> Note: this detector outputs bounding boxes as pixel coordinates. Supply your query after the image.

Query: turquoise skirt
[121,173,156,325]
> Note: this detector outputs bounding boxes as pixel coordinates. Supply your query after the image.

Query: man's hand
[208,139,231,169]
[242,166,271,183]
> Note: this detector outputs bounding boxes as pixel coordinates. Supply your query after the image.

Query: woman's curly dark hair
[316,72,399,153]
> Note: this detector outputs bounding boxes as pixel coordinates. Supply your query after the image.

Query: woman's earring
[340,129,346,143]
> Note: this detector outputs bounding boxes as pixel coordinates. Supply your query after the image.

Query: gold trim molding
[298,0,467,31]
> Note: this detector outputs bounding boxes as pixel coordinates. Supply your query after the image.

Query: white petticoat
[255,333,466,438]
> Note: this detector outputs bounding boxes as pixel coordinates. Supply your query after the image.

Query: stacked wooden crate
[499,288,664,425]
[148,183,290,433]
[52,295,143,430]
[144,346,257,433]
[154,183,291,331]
• • • •
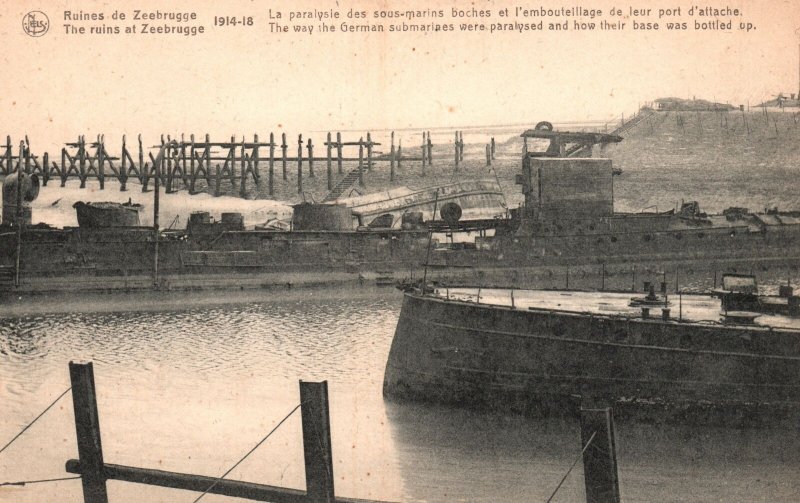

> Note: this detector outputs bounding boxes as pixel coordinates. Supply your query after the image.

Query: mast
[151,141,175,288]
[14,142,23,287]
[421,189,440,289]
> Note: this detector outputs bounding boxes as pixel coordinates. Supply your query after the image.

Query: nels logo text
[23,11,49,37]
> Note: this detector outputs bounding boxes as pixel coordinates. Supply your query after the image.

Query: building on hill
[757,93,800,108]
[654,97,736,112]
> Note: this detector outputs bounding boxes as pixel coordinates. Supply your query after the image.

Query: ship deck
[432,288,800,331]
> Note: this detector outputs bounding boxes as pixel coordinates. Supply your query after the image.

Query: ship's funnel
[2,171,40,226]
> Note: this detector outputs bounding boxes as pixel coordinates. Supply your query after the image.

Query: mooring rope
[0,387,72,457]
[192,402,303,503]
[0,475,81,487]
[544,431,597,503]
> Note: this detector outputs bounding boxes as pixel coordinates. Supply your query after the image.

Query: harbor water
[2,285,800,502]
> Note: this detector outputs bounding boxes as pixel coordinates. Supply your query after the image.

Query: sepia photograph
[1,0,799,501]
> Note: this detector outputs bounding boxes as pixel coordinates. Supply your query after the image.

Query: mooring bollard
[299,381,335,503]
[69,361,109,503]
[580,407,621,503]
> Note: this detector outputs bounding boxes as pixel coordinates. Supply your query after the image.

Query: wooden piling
• • • •
WORK REQUIRED: Reproduce verbatim only the segment of the listing bounded by the line containing "Query: sepia photograph" and the line containing "Query: wooden piling", with both boundary lines included.

WRITTEN SOLUTION:
Query: sepia photograph
[1,0,799,501]
> Note: this detector outputs bounding boxes as pixel coordinates. Supply your query after the image.

Query: mooring bollard
[299,381,335,503]
[69,361,109,503]
[580,407,621,503]
> Note: this detector outputs bounding boxes as pixel coordinates. Supply your query after the image.

Query: wooden piling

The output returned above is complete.